**DATA:**

╔══

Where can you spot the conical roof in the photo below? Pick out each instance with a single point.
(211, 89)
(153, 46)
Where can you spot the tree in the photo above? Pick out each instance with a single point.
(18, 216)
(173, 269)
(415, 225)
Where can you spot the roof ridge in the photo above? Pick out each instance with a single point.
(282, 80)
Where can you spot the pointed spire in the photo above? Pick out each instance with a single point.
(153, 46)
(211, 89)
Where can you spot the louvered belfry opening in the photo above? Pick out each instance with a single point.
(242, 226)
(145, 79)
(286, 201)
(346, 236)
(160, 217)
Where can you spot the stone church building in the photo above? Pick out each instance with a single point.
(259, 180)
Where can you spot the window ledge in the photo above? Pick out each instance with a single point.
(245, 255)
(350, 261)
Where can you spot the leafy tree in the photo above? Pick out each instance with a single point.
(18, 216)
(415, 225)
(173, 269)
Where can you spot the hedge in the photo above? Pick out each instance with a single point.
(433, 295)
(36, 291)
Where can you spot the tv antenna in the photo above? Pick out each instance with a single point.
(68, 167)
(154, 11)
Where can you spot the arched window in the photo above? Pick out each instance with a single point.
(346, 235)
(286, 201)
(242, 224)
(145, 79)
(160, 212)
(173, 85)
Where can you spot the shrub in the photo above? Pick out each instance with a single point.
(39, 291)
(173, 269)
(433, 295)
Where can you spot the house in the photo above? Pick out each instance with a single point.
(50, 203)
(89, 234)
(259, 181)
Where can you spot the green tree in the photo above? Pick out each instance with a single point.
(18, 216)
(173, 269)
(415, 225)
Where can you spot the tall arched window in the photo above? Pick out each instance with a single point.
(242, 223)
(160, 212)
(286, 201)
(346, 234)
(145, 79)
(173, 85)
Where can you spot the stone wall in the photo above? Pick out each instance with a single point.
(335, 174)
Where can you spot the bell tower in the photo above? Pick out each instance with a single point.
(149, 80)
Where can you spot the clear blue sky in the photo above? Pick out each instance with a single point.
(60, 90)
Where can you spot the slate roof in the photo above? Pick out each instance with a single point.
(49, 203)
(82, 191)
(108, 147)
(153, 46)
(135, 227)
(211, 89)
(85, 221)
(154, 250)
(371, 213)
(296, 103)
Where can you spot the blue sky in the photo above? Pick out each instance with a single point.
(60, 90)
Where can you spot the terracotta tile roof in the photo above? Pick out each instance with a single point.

╚══

**DO THIS:**
Rename "bell tower" to "clock tower" in the rows from the line with "Where can you spot the stone wall" up to and including the last line of the rows, and write out only those lines, with everything else left unchanged.

**THE ANSWER:**
Where can you spot the stone wall in the photo above? Pick out each instance with a single point.
(335, 174)
Where can you spot the clock tower in the photo above? Pick out each instance with a single point.
(149, 80)
Where can you spot the clear blue sky in the photo above? Pick out each instance with a single point.
(60, 90)
Where can you spot the slate roof in the photo above? Pick out each instance with a single point.
(49, 203)
(82, 191)
(108, 147)
(153, 46)
(135, 227)
(211, 89)
(85, 221)
(154, 250)
(371, 213)
(296, 103)
Where can you spot the blue sky in the photo above? Pick out each instance with a single point.
(60, 90)
Where can you spot the terracotta tile roof in the photo above? Pick out each instance with a single point.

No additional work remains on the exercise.